## Written request:
Swap "white" for "cream" in the stretch from the line containing "Would you be able to tag the passion" through the line containing "Query: white dish with bread", and write out only those lines with nothing else altered.

## Input material:
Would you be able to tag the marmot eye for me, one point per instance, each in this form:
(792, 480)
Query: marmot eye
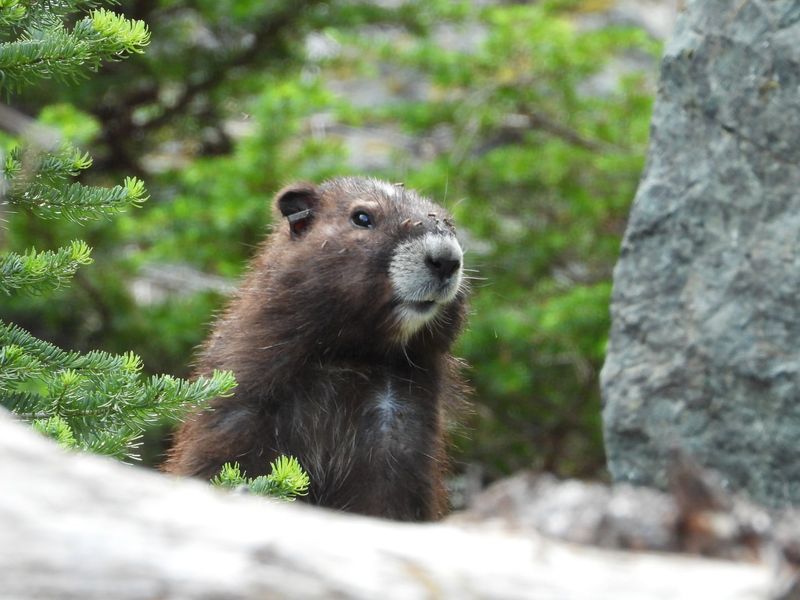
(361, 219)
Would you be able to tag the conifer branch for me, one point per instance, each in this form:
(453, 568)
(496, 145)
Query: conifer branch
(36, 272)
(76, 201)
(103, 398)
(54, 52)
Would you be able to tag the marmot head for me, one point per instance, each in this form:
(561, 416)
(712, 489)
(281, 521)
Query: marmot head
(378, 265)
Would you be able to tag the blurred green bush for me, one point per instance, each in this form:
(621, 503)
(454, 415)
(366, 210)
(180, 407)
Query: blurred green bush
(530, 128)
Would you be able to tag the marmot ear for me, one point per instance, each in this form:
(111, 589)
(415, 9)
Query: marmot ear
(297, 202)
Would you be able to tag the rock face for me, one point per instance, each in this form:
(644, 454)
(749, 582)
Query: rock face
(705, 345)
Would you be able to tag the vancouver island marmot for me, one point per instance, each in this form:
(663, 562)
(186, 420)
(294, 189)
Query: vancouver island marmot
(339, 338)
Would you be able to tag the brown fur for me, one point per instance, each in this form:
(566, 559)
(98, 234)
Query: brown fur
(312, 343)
==
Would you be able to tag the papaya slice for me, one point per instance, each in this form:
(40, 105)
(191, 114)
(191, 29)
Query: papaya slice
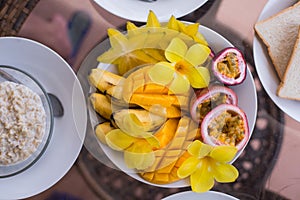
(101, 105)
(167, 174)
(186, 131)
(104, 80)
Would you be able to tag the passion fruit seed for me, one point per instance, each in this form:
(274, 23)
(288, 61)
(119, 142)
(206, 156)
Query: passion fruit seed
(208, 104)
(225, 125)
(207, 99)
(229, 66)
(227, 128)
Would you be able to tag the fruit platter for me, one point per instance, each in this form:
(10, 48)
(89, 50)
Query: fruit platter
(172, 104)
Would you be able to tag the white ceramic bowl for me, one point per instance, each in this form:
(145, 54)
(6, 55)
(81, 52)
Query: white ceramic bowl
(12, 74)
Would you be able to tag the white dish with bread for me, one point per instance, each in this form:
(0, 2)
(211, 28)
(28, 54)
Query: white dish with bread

## The result:
Would you be able to tag the passion fruit seed for me, one point per instance, each in this form:
(274, 23)
(288, 61)
(119, 142)
(206, 156)
Query: passion fruit seed
(208, 104)
(225, 125)
(207, 99)
(229, 66)
(227, 128)
Would you be able to tag the fruit platter for me, one point per instance, each in this form:
(10, 48)
(89, 50)
Query: fruit platter
(172, 104)
Would you be able to tag the cream ceramic bowl for me, one point per instance, each in this form:
(145, 54)
(6, 55)
(81, 52)
Query: cream ceramic bowl
(12, 74)
Would you be able to tag the cream dish with bread for me, one point per instance, each in this form:
(0, 2)
(211, 28)
(28, 54)
Query: cream dish with bread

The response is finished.